[Start of Attachment]

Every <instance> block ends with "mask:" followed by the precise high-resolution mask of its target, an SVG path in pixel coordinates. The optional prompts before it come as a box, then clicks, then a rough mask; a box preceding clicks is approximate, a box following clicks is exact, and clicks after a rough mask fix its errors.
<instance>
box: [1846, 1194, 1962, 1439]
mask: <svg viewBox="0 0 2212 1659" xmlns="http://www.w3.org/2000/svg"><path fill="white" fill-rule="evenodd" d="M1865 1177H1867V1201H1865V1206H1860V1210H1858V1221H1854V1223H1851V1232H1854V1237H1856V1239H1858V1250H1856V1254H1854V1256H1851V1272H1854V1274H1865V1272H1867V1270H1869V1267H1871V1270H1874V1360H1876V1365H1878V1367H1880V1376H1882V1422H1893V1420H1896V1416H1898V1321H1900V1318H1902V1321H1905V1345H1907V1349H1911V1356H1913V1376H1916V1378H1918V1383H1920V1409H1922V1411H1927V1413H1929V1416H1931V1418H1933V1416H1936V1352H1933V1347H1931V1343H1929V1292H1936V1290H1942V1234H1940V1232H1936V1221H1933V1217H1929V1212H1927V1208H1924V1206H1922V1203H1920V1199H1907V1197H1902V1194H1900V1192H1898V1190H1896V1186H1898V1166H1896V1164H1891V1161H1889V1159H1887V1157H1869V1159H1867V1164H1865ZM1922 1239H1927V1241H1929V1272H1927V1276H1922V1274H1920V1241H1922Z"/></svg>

[End of Attachment]
[Start of Attachment]

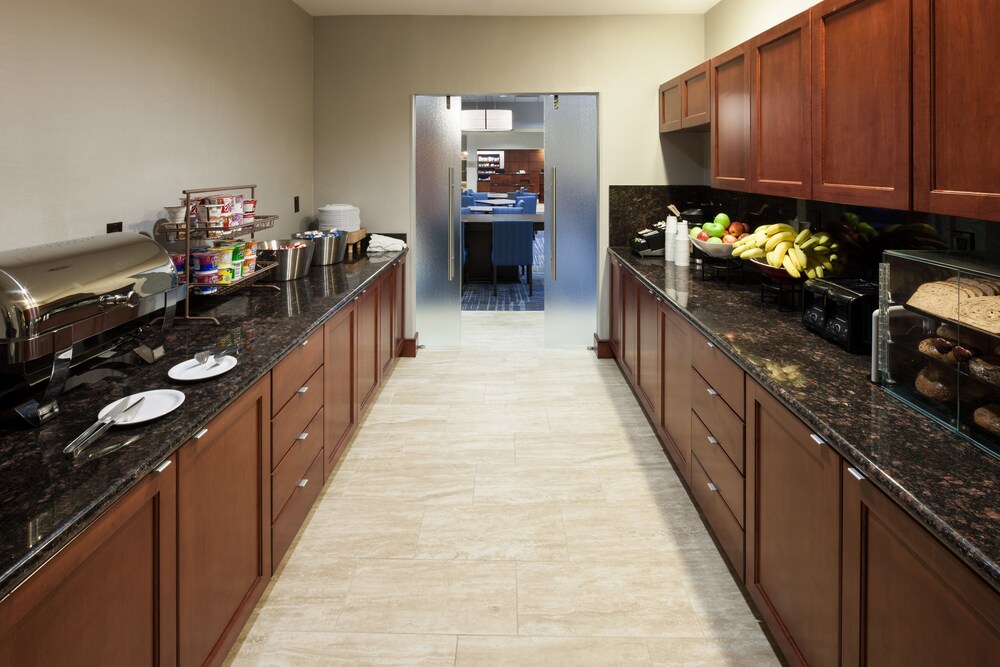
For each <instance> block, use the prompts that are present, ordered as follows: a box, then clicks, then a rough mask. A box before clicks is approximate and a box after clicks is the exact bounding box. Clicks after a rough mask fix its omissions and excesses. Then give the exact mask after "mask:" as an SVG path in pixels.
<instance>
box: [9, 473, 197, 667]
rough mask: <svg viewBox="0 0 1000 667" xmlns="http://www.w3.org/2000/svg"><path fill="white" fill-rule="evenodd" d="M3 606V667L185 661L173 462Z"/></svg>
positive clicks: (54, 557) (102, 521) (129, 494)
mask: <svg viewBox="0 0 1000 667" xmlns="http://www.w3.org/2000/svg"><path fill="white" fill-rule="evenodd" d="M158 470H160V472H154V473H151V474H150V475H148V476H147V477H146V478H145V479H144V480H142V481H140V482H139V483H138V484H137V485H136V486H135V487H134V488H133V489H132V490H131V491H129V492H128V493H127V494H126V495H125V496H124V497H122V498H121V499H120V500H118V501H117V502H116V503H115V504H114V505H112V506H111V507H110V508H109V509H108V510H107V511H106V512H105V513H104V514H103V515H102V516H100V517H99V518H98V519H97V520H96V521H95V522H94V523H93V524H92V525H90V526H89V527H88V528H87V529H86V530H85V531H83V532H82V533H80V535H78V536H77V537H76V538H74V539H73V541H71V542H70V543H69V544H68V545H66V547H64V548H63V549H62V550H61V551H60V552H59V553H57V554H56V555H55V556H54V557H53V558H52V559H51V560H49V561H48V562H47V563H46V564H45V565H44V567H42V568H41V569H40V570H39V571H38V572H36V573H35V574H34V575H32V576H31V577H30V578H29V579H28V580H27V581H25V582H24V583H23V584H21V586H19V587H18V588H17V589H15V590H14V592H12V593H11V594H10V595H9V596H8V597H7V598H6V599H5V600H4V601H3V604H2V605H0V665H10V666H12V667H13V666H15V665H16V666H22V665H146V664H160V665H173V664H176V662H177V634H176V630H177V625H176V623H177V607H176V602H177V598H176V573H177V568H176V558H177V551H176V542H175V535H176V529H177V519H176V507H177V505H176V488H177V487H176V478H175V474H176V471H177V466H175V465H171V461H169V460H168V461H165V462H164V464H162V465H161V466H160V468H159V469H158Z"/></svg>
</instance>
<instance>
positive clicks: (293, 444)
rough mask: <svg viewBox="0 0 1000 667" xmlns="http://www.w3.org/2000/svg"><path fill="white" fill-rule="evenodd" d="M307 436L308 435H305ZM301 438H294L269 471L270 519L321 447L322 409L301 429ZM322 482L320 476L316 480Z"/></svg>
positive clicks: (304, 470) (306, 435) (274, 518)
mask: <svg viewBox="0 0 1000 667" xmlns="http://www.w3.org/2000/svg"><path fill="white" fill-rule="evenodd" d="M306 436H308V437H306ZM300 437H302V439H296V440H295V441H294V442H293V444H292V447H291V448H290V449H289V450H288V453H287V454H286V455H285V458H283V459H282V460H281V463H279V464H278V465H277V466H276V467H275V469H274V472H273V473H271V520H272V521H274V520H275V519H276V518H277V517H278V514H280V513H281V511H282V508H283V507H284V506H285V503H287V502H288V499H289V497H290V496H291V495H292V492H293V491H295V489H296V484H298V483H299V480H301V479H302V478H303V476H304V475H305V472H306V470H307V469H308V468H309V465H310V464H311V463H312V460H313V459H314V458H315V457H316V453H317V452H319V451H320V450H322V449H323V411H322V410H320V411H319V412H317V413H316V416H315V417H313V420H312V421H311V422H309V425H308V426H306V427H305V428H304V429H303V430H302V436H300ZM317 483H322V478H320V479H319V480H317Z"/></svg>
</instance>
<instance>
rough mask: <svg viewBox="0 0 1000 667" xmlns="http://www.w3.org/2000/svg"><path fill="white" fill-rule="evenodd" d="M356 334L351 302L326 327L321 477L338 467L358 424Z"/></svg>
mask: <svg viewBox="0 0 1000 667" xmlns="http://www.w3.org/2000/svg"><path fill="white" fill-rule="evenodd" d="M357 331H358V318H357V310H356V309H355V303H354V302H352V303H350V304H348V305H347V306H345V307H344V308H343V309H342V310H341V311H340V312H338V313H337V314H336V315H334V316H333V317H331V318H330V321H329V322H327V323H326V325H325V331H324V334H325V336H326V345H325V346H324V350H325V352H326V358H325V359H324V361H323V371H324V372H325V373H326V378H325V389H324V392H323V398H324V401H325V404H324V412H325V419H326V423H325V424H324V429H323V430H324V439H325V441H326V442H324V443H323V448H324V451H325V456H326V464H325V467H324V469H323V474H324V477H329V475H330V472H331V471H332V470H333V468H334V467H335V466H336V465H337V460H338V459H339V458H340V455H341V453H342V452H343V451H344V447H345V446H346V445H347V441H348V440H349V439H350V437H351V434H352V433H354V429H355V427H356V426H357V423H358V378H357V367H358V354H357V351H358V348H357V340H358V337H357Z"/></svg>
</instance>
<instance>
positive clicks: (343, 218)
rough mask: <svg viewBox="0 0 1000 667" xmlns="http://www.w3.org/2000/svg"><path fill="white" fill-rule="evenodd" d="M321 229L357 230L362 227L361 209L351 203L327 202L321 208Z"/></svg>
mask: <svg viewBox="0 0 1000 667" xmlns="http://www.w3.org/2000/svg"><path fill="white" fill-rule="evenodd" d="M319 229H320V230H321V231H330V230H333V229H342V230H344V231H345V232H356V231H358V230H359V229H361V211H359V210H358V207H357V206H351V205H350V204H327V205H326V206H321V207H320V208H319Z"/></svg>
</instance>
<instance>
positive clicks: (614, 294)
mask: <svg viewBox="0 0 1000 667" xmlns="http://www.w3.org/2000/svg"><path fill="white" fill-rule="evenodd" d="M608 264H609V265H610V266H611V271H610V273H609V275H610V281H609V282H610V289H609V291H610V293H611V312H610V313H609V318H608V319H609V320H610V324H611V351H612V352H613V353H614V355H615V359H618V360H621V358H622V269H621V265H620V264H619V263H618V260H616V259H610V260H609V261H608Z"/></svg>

[End of Attachment]

_PROBLEM TO WORK ON_:
Reproduce everything from the line containing "For each <instance>" down to the line containing "positive clicks: (54, 557)", including both of those lines, and output nothing else.

_WRITTEN SOLUTION_:
For each <instance> block, use the prompts that are present, ordered as follows: a box, then clicks, then a rough mask. A box before clicks is approximate and a box after clicks is the exact bounding box. Clicks after a rough mask fix its omissions and excesses. Then give the exact mask after "mask:" as an SVG path in pixels.
<instance>
box: [9, 473, 197, 667]
rough mask: <svg viewBox="0 0 1000 667" xmlns="http://www.w3.org/2000/svg"><path fill="white" fill-rule="evenodd" d="M3 606V667L185 661L173 462Z"/></svg>
positive clicks: (54, 557) (102, 521) (129, 494)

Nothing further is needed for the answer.